* _SHORT PROBLEM A_: Decide whether each statement agrees with the Hacker News thread: (i) the author ran the post by five ex-Twitter engineers; (ii) the author's estimate says full search would probably fit; (iii) supporting only hashtags needs larger posting lists than full search. Answer yes or no for each, quoting the deciding words from the thread.
* _SHORT PROBLEM B_: Rewrite the Hacker News thread, starting with "Hacker News new" and going on through "are quote tweets.", with "delivery rate" swapped out for "fan-out rate".
* _SHORT PROBLEM C_: In the Hacker News thread, how would the author handle quote tweets?

____ EXCERPT

Hacker News new | ask | show | jobs
by trishume 1252 days ago
Quote tweets I'd do as a reference and they'd basically have the cost of loading 2 tweets instead of one, so increasing the delivery rate by the fraction of tweets that are quote tweets.

Hashtags are a search feature and basically need the same posting lists as for search, but if you only support hashtags the posting lists are smaller. I already have an estimate saying probably search wouldn't fit. But I think hashtag-only search might fit, mainly because my impression is people doing hashtag searches are a small fraction of traffic nowadays so the main cost is disk, not sure though.

I did run the post by 5 ex-Twitter engineers and none of them said any of my estimates were super wrong, mainly just brought up additional features and things I didn't discuss (which I edited into the post before publishing). Still possible that they just didn't divulge or didn't know some number they knew that I estimated very wrong.

3 comments

I think the difficult part would be that tagging and indexing the relationship between a single tweet and all of its component hashtags (which you would then likely want metrics on to avoid needing to count indexes on, etc.) is where it would really start to inflate.

Another poster dug into some implementation details that I'm not going to go into. I think you could shoehorn it into an extremely large server alongside the rest of your project but then you're looking at processing overhead and capacity management around the indexes themselves starting to become a more substantial part of processing power. Consider that for each tweet you need to break out what hashtags are in it, create records, update indexes, and many times there's several hashtags in a given tweet.

________
____ DATA PROVIDED

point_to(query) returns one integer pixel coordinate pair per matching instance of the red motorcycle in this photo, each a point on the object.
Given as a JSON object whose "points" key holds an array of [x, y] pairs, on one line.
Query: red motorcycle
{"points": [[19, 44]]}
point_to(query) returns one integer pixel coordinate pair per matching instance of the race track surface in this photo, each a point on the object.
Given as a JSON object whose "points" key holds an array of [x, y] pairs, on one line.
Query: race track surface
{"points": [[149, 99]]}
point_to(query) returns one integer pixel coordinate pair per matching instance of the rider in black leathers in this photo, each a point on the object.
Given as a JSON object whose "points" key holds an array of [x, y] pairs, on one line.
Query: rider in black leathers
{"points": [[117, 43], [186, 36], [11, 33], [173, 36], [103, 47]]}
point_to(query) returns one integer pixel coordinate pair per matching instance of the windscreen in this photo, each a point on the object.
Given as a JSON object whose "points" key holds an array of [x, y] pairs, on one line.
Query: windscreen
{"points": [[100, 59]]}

________

* _FINAL ANSWER A_:
(i) Yes: "I did run the post by 5 ex-Twitter engineers"
(ii) No: "I already have an estimate saying probably search wouldn't fit."
(iii) No: "if you only support hashtags the posting lists are smaller"

* _FINAL ANSWER B_:
Hacker News new | ask | show | jobs
by trishume 1252 days ago
Quote tweets I'd do as a reference and they'd basically have the cost of loading 2 tweets instead of one, so increasing the fan-out rate by the fraction of tweets that are quote tweets.

* _FINAL ANSWER C_: As a reference, so each one costs about the same as loading two tweets instead of one.